Texto do exercício:
A esta altura está claro
que a pandemia de covid-19 não é só uma questão de saúde: por seu alcance,
sempre foi social; pelos seus efeitos, já se tornou econômica; e por suas
consequências pode vir a ser de segurança. A crise que ela causou nunca foi,
nem poderia ser, questão afeta exclusivamente a um ministério, a um Poder, a um
nível de administração ou a uma classe profissional. É política na medida em
que afeta toda a sociedade e esta, enquanto politicamente organizada, só pode
enfrentá-la pela ação do Estado.
Para esse mal nenhum país
do mundo tem solução imediata, cada qual procura enfrentá-lo de acordo com a
sua realidade. Mas nenhum vem causando tanto mal a si mesmo como o Brasil. Um
estrago institucional que já vinha ocorrendo, mas agora atingiu as raias da
insensatez, está levando o País ao caos e pode ser resumido em quatro pontos.
O primeiro é a polarização
que tomou conta de nossa sociedade, outra praga destes dias que tem muitos
lados, pois se radicaliza por tudo, a começar pela opinião, que no Brasil corre
o risco de ser judicializada, sempre pelo mesmo viés. Tornamo-nos assim
incapazes do essencial para enfrentar qualquer problema: sentar à mesa,
conversar e debater. A imprensa, a grande instituição da opinião, precisa rever
seus procedimentos nesta calamidade que vivemos. Opiniões distintas, contrárias
e favoráveis ao governo, tanto sobre o isolamento como a retomada da economia,
enfim, sobre o enfrentamento da crise, devem ter o mesmo espaço nos principais
veículos de comunicação. Sem isso teremos descrédito e reação, deteriorando-se
o ambiente de convivência e tolerância que deve vigorar numa democracia.
O segundo ponto é a
degradação do conhecimento político por quem deveria usá-lo de maneira
responsável, governadores, magistrados e legisladores que esquecem que o Brasil
não é uma confederação, mas uma federação, a forma de organização política
criada pelos EUA em que o governo central não é um agente dos Estados que a
constituem, é parte de um sistema federal que se estende por toda a União.
Em O Federalista – a
famosa coletânea de artigos que ajudou a convencer quase todos os delegados da
convenção federal a assinarem a Constituição norte-americana em 17 de setembro
de 1787 –, John Jay, um de seus autores, mostrou como a “administração, os
conselhos políticos e as decisões judiciais do governo nacional serão mais
sensatos, sistemáticos e judiciosos do que os Estados isoladamente”,
simplesmente por que esse sistema permite somar esforços e concentrar os
talentos de forma a solucionar os problemas de forma mais eficaz.

Linhas selecionadas:
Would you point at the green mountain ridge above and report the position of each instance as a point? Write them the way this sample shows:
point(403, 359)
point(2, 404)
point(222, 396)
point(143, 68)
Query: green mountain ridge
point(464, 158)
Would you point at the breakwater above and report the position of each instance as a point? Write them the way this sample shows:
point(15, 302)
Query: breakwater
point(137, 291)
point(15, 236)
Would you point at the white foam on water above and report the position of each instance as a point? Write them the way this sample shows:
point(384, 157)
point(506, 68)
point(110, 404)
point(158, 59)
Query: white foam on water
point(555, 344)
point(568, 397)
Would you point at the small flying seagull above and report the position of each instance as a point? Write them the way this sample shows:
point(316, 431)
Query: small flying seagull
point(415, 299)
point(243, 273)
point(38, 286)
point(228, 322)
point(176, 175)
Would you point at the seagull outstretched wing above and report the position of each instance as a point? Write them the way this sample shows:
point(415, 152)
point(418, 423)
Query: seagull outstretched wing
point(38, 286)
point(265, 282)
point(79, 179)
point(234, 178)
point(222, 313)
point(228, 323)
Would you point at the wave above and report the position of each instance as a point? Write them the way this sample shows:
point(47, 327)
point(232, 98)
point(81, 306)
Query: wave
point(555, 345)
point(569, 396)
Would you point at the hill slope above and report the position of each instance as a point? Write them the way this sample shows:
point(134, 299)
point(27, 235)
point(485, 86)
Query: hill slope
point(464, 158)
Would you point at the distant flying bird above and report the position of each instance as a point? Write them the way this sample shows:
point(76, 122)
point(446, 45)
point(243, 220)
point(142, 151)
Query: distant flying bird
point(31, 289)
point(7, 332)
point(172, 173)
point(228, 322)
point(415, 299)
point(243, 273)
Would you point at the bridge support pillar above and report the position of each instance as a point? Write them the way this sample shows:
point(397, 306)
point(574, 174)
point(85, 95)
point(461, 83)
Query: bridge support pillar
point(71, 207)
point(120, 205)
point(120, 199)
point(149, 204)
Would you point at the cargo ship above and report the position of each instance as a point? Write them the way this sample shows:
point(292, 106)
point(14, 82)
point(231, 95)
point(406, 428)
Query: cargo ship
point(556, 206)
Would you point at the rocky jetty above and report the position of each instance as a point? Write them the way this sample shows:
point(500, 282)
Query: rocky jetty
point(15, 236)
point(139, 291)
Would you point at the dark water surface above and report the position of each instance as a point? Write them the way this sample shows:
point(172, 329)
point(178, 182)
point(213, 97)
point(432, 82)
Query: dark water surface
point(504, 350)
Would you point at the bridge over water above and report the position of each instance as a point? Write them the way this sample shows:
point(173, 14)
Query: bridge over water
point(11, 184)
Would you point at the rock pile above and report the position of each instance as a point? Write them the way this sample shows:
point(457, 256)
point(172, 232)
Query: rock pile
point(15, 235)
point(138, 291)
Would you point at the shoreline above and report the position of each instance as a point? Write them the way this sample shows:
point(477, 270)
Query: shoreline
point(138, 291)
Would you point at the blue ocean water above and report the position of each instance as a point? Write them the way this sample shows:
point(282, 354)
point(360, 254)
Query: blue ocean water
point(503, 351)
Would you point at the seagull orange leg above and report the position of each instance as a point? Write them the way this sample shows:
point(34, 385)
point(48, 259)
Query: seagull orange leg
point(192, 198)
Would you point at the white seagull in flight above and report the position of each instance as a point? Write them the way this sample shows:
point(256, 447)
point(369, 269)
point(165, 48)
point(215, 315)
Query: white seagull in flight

Instruções de trabalho:
[a] No texto sobre a pandemia e a crise no Brasil, reescreva de forma mais curta o parágrafo que começa com "O primeiro é a polarização", mantendo os fatos principais.
[b] Segundo o texto sobre a pandemia e a crise no Brasil, em que data foi assinada a Constituição norte-americana?
[c] Prossiga o texto sobre a pandemia e a crise no Brasil a partir do ponto em que ele para.

Respostas:
[a] A polarização radicaliza tudo, inclusive a opinião, que no Brasil corre o risco de ser judicializada, sempre pelo mesmo viés. Com isso, perdemos a capacidade de sentar, conversar e debater. A imprensa precisa rever seus procedimentos e dar o mesmo espaço, nos principais veículos, a opiniões contrárias e favoráveis ao governo sobre o isolamento, a retomada da economia e o enfrentamento da crise. Sem isso, haverá descrédito e reação, e a convivência e a tolerância próprias da democracia vão se deteriorar.

[b] Em 17 de setembro de 1787.

[c]
O terceiro ponto é a
usurpação das prerrogativas do Poder Executivo. A esse respeito, no mesmo
Federalista outro de seus autores, James Madison, estabeleceu “como fundamentos
básicos que o Legislativo, o Executivo e o Judiciário devem ser separados e
distintos, de tal modo que ninguém possa exercer os poderes de mais de um deles
ao mesmo tempo”, uma regra estilhaçada no Brasil de hoje pela profusão de
decisões de presidentes de outros Poderes, de juízes de todas as instâncias e de
procuradores, que, sem deterem mandatos de autoridade executiva, intentam
exercê-la.
Na obra brasileira que
pode ser considerada equivalente ao Federalista, Amaro Cavalcanti (Regime
Federativo e a República Brasileira, 1899), que foi ministro de Interior e
ministro do Supremo Tribunal Federal, afirmou, apenas dez anos depois da
Proclamação da República, que “muitos Estados da Federação, ou não
compreenderam bem o seu papel neste regime político, ou, então, têm procedido
sem bastante boa fé”, algo que vem custando caro ao País.
O quarto ponto é o
prejuízo à imagem do Brasil no exterior decorrente das manifestações de
personalidades que, tendo exercido funções de relevância em administrações
anteriores, por se sentirem desprestigiados ou simplesmente inconformados com o
governo democraticamente eleito em outubro de 2018, usam seu prestígio para
fazer apressadas ilações e apontar o País “como ameaça a si mesmo e aos demais
na destruição da Amazônia e no agravamento do aquecimento global”, uma acusação
leviana que, neste momento crítico, prejudica ainda mais o esforço do governo
para enfrentar o desafio que se coloca ao Brasil naquela imensa região, que
desconhecem e pela qual jamais fizeram algo de palpável.
Esses pontos resumem uma
situação grave, mas não insuperável, desde que haja um mínimo de sensibilidade
das mais altas autoridades do País.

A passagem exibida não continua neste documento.